* MATERIAL FOR THIS EXERCISE *
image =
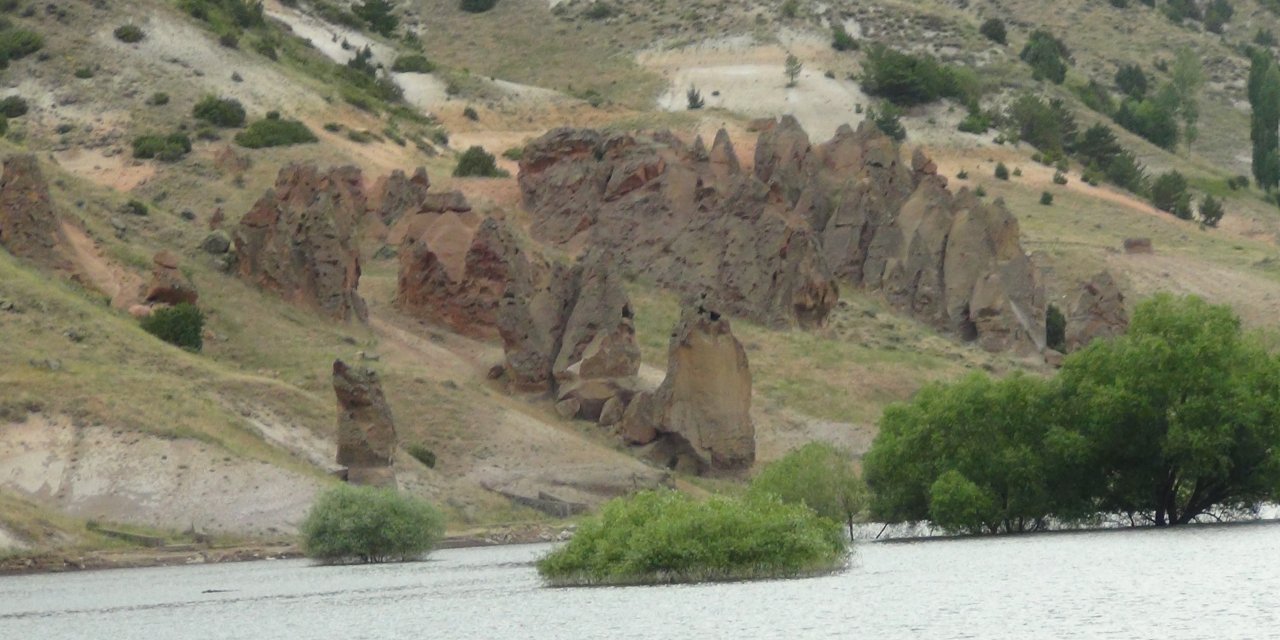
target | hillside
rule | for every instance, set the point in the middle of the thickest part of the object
(101, 421)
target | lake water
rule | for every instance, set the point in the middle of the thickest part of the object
(1192, 583)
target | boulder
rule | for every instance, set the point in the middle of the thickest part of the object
(298, 240)
(30, 228)
(704, 402)
(169, 286)
(1097, 311)
(366, 433)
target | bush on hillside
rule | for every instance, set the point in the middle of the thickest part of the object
(476, 5)
(909, 80)
(222, 112)
(412, 63)
(129, 33)
(182, 325)
(666, 536)
(993, 30)
(819, 476)
(366, 524)
(13, 106)
(168, 149)
(1046, 55)
(274, 132)
(478, 163)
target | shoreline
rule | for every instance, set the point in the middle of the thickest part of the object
(62, 561)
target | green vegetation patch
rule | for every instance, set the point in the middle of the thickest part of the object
(666, 536)
(274, 132)
(364, 524)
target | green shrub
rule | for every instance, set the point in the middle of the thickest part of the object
(666, 536)
(1046, 55)
(476, 5)
(220, 112)
(378, 16)
(129, 33)
(168, 149)
(475, 161)
(182, 325)
(366, 524)
(13, 106)
(993, 30)
(1169, 193)
(274, 133)
(412, 63)
(819, 476)
(910, 80)
(17, 44)
(423, 455)
(1211, 210)
(887, 119)
(841, 40)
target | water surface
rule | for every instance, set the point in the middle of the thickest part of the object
(1193, 583)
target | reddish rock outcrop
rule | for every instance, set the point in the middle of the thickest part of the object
(366, 433)
(169, 286)
(457, 275)
(704, 403)
(300, 242)
(28, 225)
(771, 242)
(1097, 311)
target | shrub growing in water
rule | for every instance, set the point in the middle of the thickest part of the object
(666, 536)
(475, 161)
(222, 112)
(274, 132)
(366, 524)
(182, 325)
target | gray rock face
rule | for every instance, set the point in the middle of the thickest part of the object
(300, 240)
(366, 433)
(704, 402)
(769, 243)
(1097, 311)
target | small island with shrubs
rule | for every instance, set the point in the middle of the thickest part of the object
(664, 536)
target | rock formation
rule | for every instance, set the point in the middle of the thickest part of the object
(1097, 311)
(169, 286)
(457, 275)
(703, 406)
(572, 334)
(366, 434)
(28, 225)
(300, 240)
(771, 242)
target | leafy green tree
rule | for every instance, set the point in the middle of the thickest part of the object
(818, 475)
(1182, 412)
(1047, 56)
(366, 524)
(1169, 193)
(378, 16)
(977, 456)
(995, 31)
(1132, 81)
(1187, 78)
(1211, 210)
(1265, 122)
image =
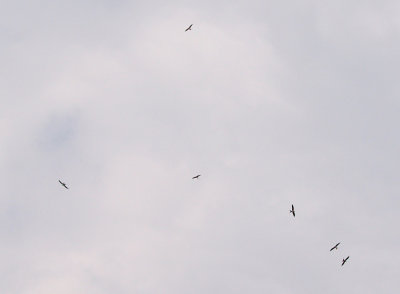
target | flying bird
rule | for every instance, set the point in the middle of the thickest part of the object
(335, 247)
(292, 211)
(189, 28)
(344, 260)
(65, 186)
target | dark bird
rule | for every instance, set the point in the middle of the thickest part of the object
(189, 28)
(65, 186)
(344, 260)
(335, 247)
(292, 211)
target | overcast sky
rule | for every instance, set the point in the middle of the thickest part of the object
(273, 102)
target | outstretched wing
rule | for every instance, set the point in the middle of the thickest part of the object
(335, 247)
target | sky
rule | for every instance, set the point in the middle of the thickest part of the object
(274, 103)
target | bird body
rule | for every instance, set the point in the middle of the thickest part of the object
(335, 247)
(292, 211)
(65, 186)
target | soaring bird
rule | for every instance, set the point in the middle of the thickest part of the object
(189, 28)
(65, 186)
(292, 211)
(335, 247)
(344, 260)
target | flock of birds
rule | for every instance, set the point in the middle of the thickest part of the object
(292, 211)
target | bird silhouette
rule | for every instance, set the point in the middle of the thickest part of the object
(335, 247)
(189, 28)
(344, 260)
(65, 186)
(292, 211)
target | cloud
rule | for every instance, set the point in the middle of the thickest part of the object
(273, 103)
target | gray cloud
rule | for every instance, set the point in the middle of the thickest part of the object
(272, 102)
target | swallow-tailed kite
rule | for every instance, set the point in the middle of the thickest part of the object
(65, 186)
(344, 260)
(335, 247)
(189, 28)
(292, 211)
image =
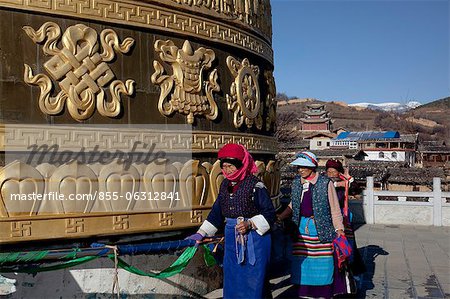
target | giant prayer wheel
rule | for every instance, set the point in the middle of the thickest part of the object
(88, 88)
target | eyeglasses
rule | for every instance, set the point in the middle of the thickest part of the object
(228, 166)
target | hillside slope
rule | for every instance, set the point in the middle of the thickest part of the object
(431, 121)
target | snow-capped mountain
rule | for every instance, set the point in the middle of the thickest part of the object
(390, 106)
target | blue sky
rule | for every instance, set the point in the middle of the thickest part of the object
(362, 51)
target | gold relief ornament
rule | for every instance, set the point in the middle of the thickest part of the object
(191, 96)
(244, 99)
(80, 70)
(271, 103)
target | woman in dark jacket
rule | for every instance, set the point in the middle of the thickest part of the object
(245, 209)
(315, 211)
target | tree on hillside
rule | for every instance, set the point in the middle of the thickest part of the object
(281, 96)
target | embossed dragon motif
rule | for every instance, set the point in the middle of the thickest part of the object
(244, 98)
(80, 70)
(191, 95)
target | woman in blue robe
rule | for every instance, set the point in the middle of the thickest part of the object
(244, 208)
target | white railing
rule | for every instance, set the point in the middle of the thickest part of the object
(434, 210)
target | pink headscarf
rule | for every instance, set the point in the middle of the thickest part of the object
(237, 151)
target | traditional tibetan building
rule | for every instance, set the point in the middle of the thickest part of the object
(316, 118)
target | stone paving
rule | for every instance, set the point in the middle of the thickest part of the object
(402, 262)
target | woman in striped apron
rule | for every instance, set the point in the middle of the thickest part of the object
(315, 209)
(342, 180)
(245, 209)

* YOUR GOAL *
Copy out all the rows above, swapping "thickest part" for "widest part" wherever it appears and keeping everything else the same. Leave the pictures out.

* FINAL RESULT *
image =
target | hillside
rule | for every instance, set the point in the middle of the widest part of the object
(101, 421)
target | lake water
rule | for every instance, set the point in the middle of the widest part of the object
(1192, 583)
target | boulder
rule | for every instance, set the point in the middle of the widest part of the object
(298, 240)
(30, 228)
(704, 402)
(169, 286)
(1097, 311)
(366, 433)
target | bush on hillside
rule | for every instance, set the point in the middle of the widest part of the object
(476, 5)
(909, 80)
(222, 112)
(412, 63)
(129, 33)
(182, 325)
(666, 536)
(993, 30)
(819, 476)
(366, 524)
(13, 106)
(168, 149)
(1046, 55)
(274, 132)
(478, 163)
target | shoreline
rule | for every instance, set the point in the middle of the widest part of the object
(62, 561)
target | green vegetation patch
rule | for every instance, set the point in the middle of the widest part of the object
(666, 536)
(274, 132)
(364, 524)
target | green shrub
rule | for every instance, set the point in the middle of the widest part of the object
(666, 536)
(1046, 55)
(476, 5)
(220, 112)
(378, 16)
(129, 33)
(168, 149)
(475, 161)
(182, 325)
(366, 524)
(13, 106)
(993, 30)
(1169, 193)
(274, 133)
(412, 63)
(819, 476)
(910, 80)
(17, 44)
(423, 455)
(1211, 210)
(887, 119)
(841, 40)
target | water surface
rule | for every instance, set the point in the middle of the widest part of the object
(1193, 583)
target | reddish rock outcrop
rule | for every instance, set the point in the middle of the widest part of the object
(366, 433)
(169, 286)
(457, 275)
(704, 403)
(300, 242)
(28, 225)
(771, 242)
(1097, 311)
target | shrub growing in water
rule | for every instance, set the point in the middle of the widest part of the object
(666, 536)
(475, 161)
(222, 112)
(274, 132)
(366, 524)
(182, 325)
target | gray rock face
rule | for every instance, set the point in the middle of the widest part of the object
(300, 240)
(366, 433)
(704, 402)
(769, 243)
(1097, 311)
target | small island with shrubs
rule | for every instance, set the point in the middle of the widest part of the object
(664, 536)
target | rock formation
rule | for every instance, set the point in the middle of the widest part of the object
(1097, 311)
(169, 286)
(457, 275)
(703, 406)
(572, 334)
(366, 434)
(28, 225)
(300, 240)
(771, 242)
target | leafy green tree
rule | for every instance, set the point in the middle of the widest part of the object
(818, 475)
(1182, 412)
(1047, 56)
(366, 524)
(1169, 193)
(378, 16)
(977, 456)
(995, 31)
(1132, 81)
(1187, 78)
(1211, 210)
(1265, 122)
image =
target | flying bird
rule | for every instance, set the point in the middle of the widest part of the object
(335, 247)
(292, 211)
(189, 28)
(344, 260)
(65, 186)
target | dark bird
rule | for every instance, set the point in the middle of the widest part of the object
(189, 28)
(65, 186)
(344, 260)
(335, 247)
(292, 211)
target | overcast sky
rule | for every instance, set the point in the middle of the widest part of the object
(273, 102)
target | outstretched wing
rule | for every instance, set the point in the middle of the widest part of the object
(335, 247)
target | sky
rule | for every instance, set the point in the middle of the widest part of the object
(274, 103)
target | bird body
rule | for every instance, set the point in the middle of the widest part of the object
(335, 247)
(292, 211)
(65, 186)
target | soaring bird
rule | for every instance, set the point in the middle of the widest part of the object
(189, 28)
(65, 186)
(292, 211)
(335, 247)
(344, 260)
target | flock of birds
rule | for every instance, set the point in the middle of the widest part of the object
(292, 211)
target | bird silhouette
rule | for every instance, set the point in the middle of the widest part of the object
(335, 247)
(189, 28)
(344, 260)
(65, 186)
(292, 211)
target | cloud
rule | for every instance, set the point in the middle of the widest part of the object
(273, 103)
target | gray cloud
rule | for every instance, set the point in the middle of the widest part of the object
(272, 102)
target | swallow-tailed kite
rule | for every instance, set the point in the middle of the widest part of the object
(65, 186)
(344, 260)
(335, 247)
(189, 28)
(292, 211)
image =
target | giant prayer wheel
rule | for every instance, set the point in the middle of the widest part of the object
(88, 88)
target | eyeglasses
rule | for every instance, set the point in the middle of the widest part of the object
(228, 166)
target | hillside slope
rule | for every instance, set the point in the middle of the widest part of the object
(431, 121)
target | snow-capped mountain
rule | for every instance, set the point in the middle of the widest part of the object
(390, 106)
target | blue sky
rule | for every instance, set the point in the middle of the widest part of the object
(362, 51)
target | gold relief ornament
rule | for every instance, set the point in the middle of the widest part of the object
(191, 96)
(244, 99)
(80, 70)
(271, 103)
target | woman in dark jacket
rule | for every instance, set the point in the middle of the widest part of the object
(245, 209)
(315, 211)
target | tree on hillside
rule | for every instance, set the point in the middle of the widest part of the object
(281, 96)
target | embossed dragon motif
rule | for every instance, set the point in the middle of the widest part of the object
(244, 98)
(80, 70)
(191, 95)
target | woman in blue robe
rule | for every instance, set the point in the middle of the widest part of the object
(244, 208)
target | white railing
rule | for every instance, set the point in the middle of the widest part of the object
(434, 210)
target | pink headscarf
rule | for every instance, set the point in the middle of the widest part of the object
(237, 151)
target | traditional tibetan building
rule | for every instance, set the point in the middle of the widest part of the object
(316, 118)
target | stone paving
rule | for every instance, set the point in the middle of the widest part of the object
(402, 262)
target | woman in striped apron
rule | for every instance, set the point in the middle of the widest part of the object
(315, 209)
(342, 180)
(245, 209)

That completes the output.